»»

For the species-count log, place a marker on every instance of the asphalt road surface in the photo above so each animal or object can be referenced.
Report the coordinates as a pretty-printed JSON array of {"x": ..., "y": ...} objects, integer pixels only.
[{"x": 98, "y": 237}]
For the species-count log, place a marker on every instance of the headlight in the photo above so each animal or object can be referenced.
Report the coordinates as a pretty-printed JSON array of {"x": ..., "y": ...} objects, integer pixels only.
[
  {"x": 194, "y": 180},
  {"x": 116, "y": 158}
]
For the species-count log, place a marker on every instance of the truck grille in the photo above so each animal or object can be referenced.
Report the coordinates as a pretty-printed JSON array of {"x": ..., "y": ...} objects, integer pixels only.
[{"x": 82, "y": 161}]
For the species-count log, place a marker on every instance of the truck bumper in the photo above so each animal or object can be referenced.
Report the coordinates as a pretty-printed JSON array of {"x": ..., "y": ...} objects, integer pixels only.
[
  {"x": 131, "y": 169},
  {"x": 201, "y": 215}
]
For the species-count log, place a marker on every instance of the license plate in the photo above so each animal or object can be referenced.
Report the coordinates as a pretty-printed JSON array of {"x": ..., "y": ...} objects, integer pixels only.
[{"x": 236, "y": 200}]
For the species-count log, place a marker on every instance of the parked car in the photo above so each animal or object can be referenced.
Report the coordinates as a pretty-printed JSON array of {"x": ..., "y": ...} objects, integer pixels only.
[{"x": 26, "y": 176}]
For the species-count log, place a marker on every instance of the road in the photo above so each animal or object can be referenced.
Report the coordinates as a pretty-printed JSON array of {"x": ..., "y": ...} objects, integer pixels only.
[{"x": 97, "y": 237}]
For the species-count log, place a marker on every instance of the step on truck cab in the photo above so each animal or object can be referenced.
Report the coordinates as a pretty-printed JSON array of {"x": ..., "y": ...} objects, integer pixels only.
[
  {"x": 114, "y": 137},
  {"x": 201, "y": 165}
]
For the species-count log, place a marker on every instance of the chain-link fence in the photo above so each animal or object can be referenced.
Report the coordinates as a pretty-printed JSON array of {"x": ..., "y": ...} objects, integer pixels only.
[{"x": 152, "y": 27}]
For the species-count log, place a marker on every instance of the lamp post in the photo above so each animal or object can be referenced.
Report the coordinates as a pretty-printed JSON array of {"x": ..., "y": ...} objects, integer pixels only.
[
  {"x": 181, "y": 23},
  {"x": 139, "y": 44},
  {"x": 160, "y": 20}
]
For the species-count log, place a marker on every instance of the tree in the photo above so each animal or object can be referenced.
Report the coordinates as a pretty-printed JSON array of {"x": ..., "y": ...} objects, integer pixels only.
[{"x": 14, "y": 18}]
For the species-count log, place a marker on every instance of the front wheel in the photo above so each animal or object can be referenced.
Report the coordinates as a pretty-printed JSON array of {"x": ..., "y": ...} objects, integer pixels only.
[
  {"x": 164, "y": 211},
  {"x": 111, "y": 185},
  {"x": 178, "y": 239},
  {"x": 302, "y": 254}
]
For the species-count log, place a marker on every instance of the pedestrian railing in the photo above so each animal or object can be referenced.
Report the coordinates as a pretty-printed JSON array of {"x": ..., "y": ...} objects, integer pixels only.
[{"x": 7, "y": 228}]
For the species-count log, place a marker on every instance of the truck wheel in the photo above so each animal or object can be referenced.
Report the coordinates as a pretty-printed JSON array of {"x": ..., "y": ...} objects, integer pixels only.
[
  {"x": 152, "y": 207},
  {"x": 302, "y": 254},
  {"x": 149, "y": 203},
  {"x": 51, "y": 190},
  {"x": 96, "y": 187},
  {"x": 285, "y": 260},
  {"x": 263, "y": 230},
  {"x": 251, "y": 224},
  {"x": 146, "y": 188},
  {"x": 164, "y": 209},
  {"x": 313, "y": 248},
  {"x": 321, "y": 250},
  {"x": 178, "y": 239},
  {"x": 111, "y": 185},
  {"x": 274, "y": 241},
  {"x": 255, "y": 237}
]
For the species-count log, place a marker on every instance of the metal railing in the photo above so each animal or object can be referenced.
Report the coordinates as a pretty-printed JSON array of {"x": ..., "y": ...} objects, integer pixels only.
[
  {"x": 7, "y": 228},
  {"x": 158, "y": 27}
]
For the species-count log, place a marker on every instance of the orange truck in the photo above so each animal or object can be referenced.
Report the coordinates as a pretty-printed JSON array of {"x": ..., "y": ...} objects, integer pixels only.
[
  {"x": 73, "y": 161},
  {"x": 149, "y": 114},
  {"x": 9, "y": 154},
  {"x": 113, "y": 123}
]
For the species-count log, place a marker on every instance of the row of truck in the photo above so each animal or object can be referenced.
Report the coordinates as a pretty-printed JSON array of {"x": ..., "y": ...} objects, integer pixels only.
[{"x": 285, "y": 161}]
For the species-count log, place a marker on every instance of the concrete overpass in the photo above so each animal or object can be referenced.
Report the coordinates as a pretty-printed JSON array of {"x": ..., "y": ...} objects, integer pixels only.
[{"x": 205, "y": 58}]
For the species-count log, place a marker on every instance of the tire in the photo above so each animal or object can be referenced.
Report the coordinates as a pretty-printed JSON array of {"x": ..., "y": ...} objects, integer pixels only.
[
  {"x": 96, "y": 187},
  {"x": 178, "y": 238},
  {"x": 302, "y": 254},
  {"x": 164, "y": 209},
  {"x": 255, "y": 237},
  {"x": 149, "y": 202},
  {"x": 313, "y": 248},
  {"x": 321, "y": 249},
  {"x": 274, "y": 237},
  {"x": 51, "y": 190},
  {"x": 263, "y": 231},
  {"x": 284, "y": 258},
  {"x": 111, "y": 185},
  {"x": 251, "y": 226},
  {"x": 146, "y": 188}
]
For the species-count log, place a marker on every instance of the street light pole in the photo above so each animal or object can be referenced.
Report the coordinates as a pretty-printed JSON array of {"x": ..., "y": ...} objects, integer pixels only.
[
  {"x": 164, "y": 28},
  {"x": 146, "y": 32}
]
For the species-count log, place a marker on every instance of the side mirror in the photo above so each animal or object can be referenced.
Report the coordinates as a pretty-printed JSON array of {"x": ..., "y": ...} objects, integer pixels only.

««

HOW TO COMPLETE THIS TASK:
Wherever the string "wheel" turns up in the material, copy the whole line.

EXERCISE OUTPUT:
For the species-count log, place a marker on every instance of the front wheel in the photo above so each animal or object can be referenced.
For the species-count log, place a marker on every instance of the truck wheel in the photo above so each animal or object can be referenced.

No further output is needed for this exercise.